> **Requirement**: Convert the entries into a two-column CSV with the headers instruction and response. Begin at the line that contains "49, row 21." and stop after the line that contains "column 107, row 101". Write one row per entry, putting its text and its answer each in a single quoted field and replacing every line break with a space.

> **Data for the task**:
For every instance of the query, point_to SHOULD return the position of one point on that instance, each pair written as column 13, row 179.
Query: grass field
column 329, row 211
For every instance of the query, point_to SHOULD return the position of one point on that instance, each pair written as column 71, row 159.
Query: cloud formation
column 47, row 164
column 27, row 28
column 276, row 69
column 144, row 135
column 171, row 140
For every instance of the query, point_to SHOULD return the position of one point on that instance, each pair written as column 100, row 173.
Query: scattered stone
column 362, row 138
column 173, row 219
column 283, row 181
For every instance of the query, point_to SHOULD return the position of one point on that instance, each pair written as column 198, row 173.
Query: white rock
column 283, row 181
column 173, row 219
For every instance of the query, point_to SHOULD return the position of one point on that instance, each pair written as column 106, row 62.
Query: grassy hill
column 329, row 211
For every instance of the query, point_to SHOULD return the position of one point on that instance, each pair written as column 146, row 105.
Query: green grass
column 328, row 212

==

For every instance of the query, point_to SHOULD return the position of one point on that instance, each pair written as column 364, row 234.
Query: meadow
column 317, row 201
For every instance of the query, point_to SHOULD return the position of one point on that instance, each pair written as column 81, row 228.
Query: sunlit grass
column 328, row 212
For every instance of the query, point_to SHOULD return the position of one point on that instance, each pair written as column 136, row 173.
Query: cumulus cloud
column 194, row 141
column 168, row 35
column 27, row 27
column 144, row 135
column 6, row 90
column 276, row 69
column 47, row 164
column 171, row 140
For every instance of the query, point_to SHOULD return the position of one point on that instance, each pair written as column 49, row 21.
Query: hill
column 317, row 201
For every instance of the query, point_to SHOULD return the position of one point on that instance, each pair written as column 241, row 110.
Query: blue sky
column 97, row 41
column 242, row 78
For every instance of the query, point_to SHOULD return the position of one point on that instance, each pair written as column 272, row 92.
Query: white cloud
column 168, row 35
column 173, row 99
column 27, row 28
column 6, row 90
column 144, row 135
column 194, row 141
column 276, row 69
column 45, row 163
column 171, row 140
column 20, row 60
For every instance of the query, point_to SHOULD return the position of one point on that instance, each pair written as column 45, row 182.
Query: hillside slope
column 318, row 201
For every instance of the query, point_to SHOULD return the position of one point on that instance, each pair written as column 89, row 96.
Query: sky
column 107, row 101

> **Full solution**:
instruction,response
"For every instance of the query, point_to SHOULD return the position of one point on that instance, each pair written as column 49, row 21. Query: hill","column 317, row 201"
"For every instance of the query, point_to SHOULD return the position of one point on that instance, each pair written as column 241, row 110. Query: blue sky","column 97, row 41 column 242, row 78"
"For every instance of the query, point_to SHOULD return the position of one point on that instance, each pair written as column 272, row 92. Query: white cloud","column 168, row 35 column 173, row 99 column 27, row 28 column 6, row 90 column 144, row 135 column 194, row 141 column 276, row 69 column 45, row 163 column 171, row 140 column 20, row 60"
"For every instance of the query, point_to SHOULD return the position of one point on that instance, each pair written as column 45, row 182. Query: hillside slope","column 318, row 201"
"For every instance of the query, point_to SHOULD return the position of one point on that instance, each pair written as column 89, row 96. Query: sky","column 107, row 101"